EXERCISE DETAILS: Please write out the listing below word for word, from its first line through the line that contains "[198,117,209,144]", including both of those lines.

━━━ DATA RECORDS

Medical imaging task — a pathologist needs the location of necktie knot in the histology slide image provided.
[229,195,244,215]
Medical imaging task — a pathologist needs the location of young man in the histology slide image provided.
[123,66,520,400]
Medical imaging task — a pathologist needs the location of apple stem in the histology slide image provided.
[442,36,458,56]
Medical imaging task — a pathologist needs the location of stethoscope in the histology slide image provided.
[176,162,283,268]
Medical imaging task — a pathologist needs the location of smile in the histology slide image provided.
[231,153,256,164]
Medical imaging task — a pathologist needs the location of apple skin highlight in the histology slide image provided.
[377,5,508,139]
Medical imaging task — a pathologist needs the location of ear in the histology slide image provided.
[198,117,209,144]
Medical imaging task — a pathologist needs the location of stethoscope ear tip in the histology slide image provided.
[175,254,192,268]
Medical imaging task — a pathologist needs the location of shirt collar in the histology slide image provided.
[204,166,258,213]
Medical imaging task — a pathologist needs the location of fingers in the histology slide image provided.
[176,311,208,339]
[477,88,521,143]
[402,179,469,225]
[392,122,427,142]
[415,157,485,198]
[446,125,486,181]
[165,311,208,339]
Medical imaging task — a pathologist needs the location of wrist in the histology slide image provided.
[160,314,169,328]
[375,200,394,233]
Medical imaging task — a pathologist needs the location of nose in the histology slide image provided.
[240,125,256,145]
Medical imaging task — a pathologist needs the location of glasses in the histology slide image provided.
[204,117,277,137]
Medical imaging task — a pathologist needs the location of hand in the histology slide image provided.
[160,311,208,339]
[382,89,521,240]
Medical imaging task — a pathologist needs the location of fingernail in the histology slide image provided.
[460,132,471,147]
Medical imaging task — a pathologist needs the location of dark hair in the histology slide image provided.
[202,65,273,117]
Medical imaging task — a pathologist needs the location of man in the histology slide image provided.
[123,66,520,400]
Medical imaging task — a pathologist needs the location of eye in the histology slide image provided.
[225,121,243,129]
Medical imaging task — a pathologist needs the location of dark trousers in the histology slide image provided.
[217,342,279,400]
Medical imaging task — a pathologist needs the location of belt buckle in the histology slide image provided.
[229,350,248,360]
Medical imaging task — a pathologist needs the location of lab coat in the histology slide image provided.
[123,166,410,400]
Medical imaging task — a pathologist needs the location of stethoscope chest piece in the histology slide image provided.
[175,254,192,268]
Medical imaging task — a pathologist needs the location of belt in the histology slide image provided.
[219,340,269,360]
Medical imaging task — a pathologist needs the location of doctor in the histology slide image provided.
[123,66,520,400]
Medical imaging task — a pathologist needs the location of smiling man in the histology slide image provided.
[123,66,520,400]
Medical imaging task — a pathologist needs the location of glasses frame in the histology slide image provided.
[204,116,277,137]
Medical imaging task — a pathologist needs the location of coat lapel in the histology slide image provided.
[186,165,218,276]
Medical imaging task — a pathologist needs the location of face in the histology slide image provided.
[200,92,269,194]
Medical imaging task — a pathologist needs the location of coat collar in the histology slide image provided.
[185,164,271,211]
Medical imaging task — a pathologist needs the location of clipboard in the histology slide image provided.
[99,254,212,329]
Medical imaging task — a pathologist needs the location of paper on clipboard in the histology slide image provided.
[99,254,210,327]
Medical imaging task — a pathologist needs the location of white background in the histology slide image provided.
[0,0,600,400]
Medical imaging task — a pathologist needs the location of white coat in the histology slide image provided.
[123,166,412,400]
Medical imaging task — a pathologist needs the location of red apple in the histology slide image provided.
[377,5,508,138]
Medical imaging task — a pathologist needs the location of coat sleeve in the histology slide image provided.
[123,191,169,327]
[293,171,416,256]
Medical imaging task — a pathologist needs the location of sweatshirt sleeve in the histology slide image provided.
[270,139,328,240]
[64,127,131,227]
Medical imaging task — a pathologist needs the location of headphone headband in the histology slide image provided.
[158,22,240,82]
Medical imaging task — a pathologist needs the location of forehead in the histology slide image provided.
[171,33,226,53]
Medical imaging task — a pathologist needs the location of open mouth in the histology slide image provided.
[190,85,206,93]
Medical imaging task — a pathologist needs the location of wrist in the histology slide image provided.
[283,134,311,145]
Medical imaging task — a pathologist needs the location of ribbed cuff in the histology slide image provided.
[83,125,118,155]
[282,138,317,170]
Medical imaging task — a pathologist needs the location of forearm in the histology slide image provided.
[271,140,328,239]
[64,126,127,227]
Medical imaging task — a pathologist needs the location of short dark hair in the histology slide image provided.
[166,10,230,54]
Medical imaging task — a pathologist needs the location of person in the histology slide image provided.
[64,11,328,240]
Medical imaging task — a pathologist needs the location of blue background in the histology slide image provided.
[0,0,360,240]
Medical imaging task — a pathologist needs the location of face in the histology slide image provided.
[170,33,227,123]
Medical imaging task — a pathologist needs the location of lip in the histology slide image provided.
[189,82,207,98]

━━━━━━

EXERCISE RESPONSE:
Medical imaging task — a pathologist needs the location of necktie knot in the histology slide image provided.
[229,195,244,215]
Medical imaging task — a pathologist needs the location of young man in the histology slide image provided.
[123,66,520,400]
Medical imaging task — a pathologist needs the location of apple stem in the histology slide image provided.
[442,36,458,56]
Medical imaging task — a pathologist needs the location of stethoscope in the histology slide image provided.
[176,162,283,268]
Medical imaging task — a pathologist needs the location of smile in the histology slide image provided.
[231,153,256,164]
Medical imaging task — a pathologist needs the location of apple skin highlight in the histology slide image provided.
[377,5,508,139]
Medical imaging task — a pathologist needs the location of ear in the histology slide image provided.
[198,117,209,144]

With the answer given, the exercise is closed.